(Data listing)
=======

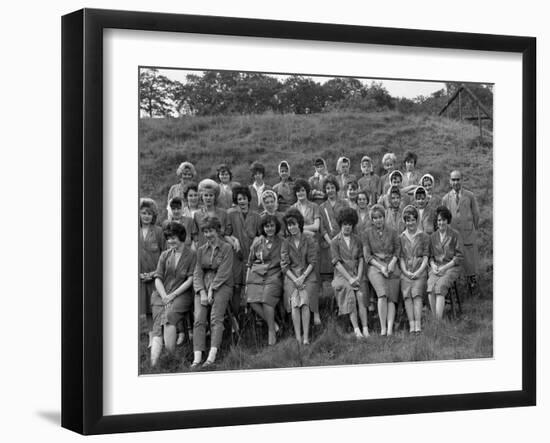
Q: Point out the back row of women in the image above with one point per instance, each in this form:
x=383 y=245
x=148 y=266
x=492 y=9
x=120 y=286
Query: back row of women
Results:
x=225 y=245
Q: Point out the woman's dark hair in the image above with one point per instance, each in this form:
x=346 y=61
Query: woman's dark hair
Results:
x=410 y=156
x=151 y=206
x=348 y=216
x=212 y=222
x=299 y=184
x=294 y=214
x=420 y=191
x=410 y=211
x=444 y=212
x=268 y=218
x=365 y=194
x=176 y=202
x=395 y=190
x=190 y=186
x=332 y=180
x=175 y=229
x=257 y=167
x=243 y=190
x=221 y=168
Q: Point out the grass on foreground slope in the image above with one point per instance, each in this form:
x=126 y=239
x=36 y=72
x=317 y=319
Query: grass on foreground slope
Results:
x=441 y=145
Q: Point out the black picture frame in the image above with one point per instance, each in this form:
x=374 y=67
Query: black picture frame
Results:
x=82 y=229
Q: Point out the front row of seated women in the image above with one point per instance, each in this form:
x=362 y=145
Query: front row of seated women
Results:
x=283 y=270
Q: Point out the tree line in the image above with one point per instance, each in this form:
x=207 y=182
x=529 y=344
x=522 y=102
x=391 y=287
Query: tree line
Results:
x=232 y=92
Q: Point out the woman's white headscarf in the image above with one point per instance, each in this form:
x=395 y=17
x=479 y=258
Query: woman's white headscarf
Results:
x=430 y=176
x=388 y=156
x=209 y=185
x=269 y=193
x=186 y=165
x=283 y=163
x=363 y=169
x=339 y=163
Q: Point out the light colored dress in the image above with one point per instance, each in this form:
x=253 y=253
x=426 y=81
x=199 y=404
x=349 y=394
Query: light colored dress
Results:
x=370 y=184
x=265 y=279
x=382 y=245
x=350 y=257
x=150 y=249
x=442 y=252
x=413 y=251
x=173 y=274
x=329 y=226
x=244 y=229
x=297 y=259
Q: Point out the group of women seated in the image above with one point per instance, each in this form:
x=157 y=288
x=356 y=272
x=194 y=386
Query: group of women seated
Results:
x=225 y=246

=======

**EXERCISE:** Copy out all of the material above word for word, but leave out the pictures.

**ANSWER FOR THIS EXERCISE:**
Q: Point out the back row of women in the image above with one point per instance, each in this form:
x=383 y=245
x=148 y=266
x=492 y=9
x=120 y=286
Query: back row of women
Results:
x=225 y=245
Q: Point out the woman's dark hair in the image above with one point per instance, each in this form:
x=346 y=61
Query: woman's dark hair
Results:
x=410 y=156
x=151 y=206
x=348 y=216
x=212 y=222
x=299 y=184
x=294 y=214
x=420 y=191
x=410 y=211
x=444 y=212
x=268 y=218
x=365 y=194
x=176 y=202
x=395 y=190
x=190 y=186
x=332 y=180
x=175 y=229
x=257 y=167
x=243 y=190
x=221 y=168
Q: Point out the grass on foreground slope in the image above with one point per instance, each in this form:
x=126 y=239
x=36 y=72
x=317 y=319
Query: grass on foreground slope
Results:
x=441 y=145
Q: Point out the black picture frame in the image above with one point per instance, each in this form:
x=374 y=67
Query: black picture frame
Results:
x=82 y=229
Q: Point out the front row of seated women in the image above with one point per instance, each in this form:
x=362 y=145
Query: front row of seated women
Results:
x=283 y=270
Q: Point out the tree line in the image above with one point per instance, each in this form:
x=207 y=182
x=529 y=344
x=522 y=102
x=391 y=287
Query: tree line
Results:
x=232 y=92
Q: Point out the woman's white headscarf in the image above with one point per instance, each in this form:
x=395 y=17
x=479 y=258
Query: woman's white headscarf
Results:
x=430 y=176
x=388 y=156
x=209 y=185
x=269 y=193
x=186 y=165
x=283 y=163
x=363 y=169
x=339 y=163
Q: Point out the light colored dress in the image above with one point per instance, each in this form:
x=253 y=253
x=426 y=81
x=199 y=404
x=349 y=394
Query: light colored dress
Results:
x=370 y=184
x=265 y=279
x=382 y=245
x=350 y=257
x=150 y=249
x=442 y=252
x=413 y=251
x=173 y=274
x=329 y=226
x=244 y=229
x=297 y=259
Q: Point out the group of women seated in the image above with one point per instance, each in this form:
x=157 y=288
x=356 y=272
x=194 y=386
Query: group of women seated
Results:
x=225 y=246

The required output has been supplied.